▼▼▼

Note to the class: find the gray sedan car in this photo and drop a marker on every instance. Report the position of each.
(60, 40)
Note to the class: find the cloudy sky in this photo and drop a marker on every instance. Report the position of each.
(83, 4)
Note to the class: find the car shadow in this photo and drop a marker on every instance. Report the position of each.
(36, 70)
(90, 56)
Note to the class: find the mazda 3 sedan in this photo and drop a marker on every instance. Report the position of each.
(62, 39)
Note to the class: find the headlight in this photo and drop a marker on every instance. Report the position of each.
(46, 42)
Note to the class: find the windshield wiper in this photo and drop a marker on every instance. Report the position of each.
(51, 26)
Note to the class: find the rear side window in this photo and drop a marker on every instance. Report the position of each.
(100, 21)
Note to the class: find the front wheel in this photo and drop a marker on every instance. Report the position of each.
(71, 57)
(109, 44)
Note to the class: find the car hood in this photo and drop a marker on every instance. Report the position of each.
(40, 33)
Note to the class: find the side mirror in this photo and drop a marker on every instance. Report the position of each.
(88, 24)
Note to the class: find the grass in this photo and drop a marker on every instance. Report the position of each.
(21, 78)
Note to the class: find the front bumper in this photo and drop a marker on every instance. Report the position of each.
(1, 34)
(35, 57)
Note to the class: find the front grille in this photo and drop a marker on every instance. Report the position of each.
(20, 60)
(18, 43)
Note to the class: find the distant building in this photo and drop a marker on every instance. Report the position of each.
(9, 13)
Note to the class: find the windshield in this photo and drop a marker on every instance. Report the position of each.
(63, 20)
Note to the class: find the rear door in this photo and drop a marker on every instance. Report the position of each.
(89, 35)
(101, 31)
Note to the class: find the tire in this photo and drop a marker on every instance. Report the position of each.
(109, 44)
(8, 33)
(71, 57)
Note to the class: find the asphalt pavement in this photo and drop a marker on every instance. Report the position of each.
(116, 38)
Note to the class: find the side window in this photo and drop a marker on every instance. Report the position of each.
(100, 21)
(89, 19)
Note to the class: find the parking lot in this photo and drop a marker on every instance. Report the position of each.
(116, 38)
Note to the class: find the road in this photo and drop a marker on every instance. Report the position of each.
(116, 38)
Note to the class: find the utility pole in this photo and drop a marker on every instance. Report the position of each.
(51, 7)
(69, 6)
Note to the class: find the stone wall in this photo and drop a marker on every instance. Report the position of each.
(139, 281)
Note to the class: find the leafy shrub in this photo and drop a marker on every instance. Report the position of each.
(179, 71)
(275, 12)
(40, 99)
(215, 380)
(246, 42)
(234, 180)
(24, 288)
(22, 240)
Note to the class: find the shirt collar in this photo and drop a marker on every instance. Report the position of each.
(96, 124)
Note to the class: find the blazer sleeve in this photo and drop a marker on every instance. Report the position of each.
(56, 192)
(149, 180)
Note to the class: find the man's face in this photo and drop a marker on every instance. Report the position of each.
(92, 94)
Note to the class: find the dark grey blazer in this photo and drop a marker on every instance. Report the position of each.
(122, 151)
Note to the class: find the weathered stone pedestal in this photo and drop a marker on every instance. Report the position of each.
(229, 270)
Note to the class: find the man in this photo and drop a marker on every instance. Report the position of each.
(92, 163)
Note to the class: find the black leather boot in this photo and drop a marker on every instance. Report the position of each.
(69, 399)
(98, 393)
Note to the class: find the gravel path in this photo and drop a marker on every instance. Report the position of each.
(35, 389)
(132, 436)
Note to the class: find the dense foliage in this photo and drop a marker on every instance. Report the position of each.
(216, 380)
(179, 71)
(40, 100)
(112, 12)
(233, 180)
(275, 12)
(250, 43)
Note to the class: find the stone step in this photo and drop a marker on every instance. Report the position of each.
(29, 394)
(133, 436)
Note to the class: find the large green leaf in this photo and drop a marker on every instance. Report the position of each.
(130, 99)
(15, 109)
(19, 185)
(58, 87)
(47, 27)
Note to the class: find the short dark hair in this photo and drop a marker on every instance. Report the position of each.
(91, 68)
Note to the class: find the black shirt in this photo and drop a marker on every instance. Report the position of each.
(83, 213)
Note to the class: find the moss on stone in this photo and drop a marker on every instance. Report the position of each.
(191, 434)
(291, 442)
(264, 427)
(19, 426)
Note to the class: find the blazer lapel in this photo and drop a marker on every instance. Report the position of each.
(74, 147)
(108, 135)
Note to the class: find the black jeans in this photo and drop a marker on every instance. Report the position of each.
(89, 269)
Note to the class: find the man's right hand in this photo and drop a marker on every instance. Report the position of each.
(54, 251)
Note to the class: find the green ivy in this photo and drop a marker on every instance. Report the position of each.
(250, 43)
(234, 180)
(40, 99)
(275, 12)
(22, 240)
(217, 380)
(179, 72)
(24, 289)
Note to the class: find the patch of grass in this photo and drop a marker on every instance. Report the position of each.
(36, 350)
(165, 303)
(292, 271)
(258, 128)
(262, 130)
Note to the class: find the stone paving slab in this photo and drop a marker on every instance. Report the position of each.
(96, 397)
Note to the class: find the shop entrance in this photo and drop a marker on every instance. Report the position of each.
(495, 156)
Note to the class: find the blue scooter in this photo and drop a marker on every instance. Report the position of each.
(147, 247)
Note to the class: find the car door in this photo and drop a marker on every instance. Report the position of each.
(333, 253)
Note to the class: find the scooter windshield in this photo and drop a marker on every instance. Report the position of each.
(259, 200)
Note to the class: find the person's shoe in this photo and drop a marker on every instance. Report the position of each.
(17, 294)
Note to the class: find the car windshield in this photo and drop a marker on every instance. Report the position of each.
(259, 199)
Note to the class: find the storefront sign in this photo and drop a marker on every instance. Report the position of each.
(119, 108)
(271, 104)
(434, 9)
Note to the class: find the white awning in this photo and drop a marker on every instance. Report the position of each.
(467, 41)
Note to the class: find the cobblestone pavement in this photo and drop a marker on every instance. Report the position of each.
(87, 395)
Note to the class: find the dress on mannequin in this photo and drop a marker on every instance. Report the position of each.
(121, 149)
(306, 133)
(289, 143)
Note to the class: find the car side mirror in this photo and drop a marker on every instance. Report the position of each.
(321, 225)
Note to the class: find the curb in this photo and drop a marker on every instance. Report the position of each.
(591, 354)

▲▲▲
▼▼▼

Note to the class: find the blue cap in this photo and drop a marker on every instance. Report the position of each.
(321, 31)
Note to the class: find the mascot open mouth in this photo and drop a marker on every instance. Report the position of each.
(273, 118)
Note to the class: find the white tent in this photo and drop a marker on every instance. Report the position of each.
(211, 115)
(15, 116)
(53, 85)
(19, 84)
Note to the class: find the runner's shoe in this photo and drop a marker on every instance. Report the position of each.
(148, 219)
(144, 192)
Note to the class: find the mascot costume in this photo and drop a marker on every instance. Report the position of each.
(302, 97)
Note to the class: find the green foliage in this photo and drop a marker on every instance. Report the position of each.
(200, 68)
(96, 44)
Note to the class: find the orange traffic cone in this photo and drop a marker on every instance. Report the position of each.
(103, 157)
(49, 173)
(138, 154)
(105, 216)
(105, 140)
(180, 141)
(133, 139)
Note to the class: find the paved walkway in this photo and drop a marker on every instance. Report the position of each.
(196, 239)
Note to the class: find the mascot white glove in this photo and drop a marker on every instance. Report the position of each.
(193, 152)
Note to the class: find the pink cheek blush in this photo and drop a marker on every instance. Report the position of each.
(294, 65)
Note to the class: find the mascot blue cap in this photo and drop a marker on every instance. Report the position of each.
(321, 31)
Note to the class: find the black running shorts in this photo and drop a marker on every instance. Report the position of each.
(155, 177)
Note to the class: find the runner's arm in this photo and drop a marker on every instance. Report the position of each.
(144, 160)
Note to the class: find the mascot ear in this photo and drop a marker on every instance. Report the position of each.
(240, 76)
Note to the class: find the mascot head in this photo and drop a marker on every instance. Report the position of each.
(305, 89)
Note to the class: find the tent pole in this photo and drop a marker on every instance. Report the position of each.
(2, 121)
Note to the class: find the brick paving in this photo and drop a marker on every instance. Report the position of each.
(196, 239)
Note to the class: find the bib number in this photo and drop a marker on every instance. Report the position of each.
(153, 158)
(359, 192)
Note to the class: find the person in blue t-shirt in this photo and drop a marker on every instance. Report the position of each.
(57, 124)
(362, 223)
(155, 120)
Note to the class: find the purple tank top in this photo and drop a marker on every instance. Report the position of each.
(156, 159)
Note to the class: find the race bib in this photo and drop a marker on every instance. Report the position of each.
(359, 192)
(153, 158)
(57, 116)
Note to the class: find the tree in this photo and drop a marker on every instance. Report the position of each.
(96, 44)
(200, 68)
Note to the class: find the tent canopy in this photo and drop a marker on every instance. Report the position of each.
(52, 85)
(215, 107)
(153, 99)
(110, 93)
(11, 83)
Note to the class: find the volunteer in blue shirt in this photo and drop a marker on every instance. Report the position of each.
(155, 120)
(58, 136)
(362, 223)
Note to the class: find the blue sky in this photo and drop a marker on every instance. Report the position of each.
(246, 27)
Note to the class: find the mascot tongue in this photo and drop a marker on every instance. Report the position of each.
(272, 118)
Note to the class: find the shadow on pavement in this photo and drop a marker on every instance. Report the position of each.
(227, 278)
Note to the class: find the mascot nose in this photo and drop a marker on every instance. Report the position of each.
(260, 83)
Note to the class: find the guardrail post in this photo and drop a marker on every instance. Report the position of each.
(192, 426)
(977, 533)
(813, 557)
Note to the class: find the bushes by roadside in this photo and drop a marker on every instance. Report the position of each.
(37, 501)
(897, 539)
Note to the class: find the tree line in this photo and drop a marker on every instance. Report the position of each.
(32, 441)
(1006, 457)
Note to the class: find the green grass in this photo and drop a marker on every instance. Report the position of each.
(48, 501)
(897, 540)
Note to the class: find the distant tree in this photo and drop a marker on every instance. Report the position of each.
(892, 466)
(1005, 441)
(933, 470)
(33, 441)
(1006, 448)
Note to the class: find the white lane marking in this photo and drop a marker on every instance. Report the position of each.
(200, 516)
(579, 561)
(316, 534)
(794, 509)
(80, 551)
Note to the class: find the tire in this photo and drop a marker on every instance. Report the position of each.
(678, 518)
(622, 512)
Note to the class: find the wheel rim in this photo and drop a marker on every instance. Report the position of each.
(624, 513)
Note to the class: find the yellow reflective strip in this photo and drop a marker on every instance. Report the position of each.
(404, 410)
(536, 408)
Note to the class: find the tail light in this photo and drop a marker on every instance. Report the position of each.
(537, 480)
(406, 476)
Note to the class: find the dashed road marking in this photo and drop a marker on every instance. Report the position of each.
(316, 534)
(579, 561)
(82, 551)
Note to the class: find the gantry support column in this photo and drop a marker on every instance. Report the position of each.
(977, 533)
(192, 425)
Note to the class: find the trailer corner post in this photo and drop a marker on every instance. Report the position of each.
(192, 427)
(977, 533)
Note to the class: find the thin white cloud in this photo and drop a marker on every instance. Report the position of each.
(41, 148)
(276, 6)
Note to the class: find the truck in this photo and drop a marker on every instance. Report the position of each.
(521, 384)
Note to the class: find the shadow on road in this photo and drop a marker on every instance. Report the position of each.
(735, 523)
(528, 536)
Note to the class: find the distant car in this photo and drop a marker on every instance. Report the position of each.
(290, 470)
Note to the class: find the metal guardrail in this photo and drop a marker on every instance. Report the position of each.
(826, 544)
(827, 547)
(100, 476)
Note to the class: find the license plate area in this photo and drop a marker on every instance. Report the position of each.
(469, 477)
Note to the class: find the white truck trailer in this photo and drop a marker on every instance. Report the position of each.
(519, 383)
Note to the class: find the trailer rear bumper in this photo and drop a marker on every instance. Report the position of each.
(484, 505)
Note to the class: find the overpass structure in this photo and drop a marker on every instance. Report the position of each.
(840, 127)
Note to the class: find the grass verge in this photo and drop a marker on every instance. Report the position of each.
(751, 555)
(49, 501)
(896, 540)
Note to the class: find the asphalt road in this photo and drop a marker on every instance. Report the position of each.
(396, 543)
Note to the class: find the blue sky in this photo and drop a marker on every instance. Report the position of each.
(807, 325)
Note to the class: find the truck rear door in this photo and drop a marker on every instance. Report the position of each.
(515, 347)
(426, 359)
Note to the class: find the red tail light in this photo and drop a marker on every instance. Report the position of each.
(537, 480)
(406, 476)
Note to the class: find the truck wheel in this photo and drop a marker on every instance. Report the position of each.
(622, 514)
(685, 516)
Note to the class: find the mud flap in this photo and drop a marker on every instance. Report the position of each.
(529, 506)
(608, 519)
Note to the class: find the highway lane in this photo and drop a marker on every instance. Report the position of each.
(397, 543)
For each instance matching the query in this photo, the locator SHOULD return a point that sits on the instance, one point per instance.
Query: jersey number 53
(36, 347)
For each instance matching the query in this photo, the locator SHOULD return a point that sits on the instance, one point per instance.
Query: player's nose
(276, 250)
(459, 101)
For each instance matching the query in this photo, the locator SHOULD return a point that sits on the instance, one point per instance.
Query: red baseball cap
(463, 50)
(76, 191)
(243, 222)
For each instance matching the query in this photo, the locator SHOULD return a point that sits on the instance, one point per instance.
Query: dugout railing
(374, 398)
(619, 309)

▲▲▲

* [GIVEN PROBLEM]:
Tally the lines in the data above that contain the string "dark". Reply with the count alone.

* [EXERCISE SOLUTION]:
2